| Quoted passage |
########

In the present study, we sought to more closely circumscribe the root cause of the AB effect by examining its boundary conditions. To this end, we followed a condition-seeking approach in which we explored the effects of basic variations in the task we used in our previous study. More specifically, we began by examining if an AB still occurs when all distractors are omitted from the sequences shown in Figure 1A, thus leaving only T1, T2 and a trailing mask (a “skeletal” RSVP sequence, without a T1 mask). In subsequent experiments, we varied the exposure duration of T1 and the nature of the T1 task (identification, detection, no task), and, we used a near-threshold detection task as a means to manipulate and assess the effects of conscious awareness of T1. 
Experiment 1
In our previous experiments (Nieuwenstein et al., 2009), the two letter targets followed after a sequence of digit distractors, with the interval separating the two targets left blank (see Figure 1A). Thus, although there were no distractors present in the interval separating T1 and T2, there were distractors present prior to the appearance of T1. In Experiment 1 we examined if the presence of distractors preceding T1 is required for the occurrence of an AB with an unmasked T1. To this end, we used what has been called a skeletal RSVP sequence that consisted only of T1, T2, and the T2 mask, thus excluding any potential for distractor interference during the encoding of T1.

########

| Given information |
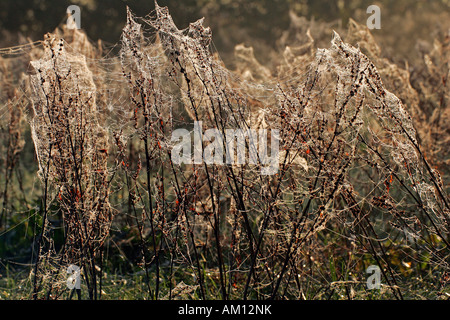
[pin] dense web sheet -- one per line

########

| What is required |
Rewrite the stretch of the study text from "In the present" through "awareness of T1.", updating each "distractors" to "filler items".

| Finished exercise |
In the present study, we sought to more closely circumscribe the root cause of the AB effect by examining its boundary conditions. To this end, we followed a condition-seeking approach in which we explored the effects of basic variations in the task we used in our previous study. More specifically, we began by examining if an AB still occurs when all filler items are omitted from the sequences shown in Figure 1A, thus leaving only T1, T2 and a trailing mask (a “skeletal” RSVP sequence, without a T1 mask). In subsequent experiments, we varied the exposure duration of T1 and the nature of the T1 task (identification, detection, no task), and, we used a near-threshold detection task as a means to manipulate and assess the effects of conscious awareness of T1.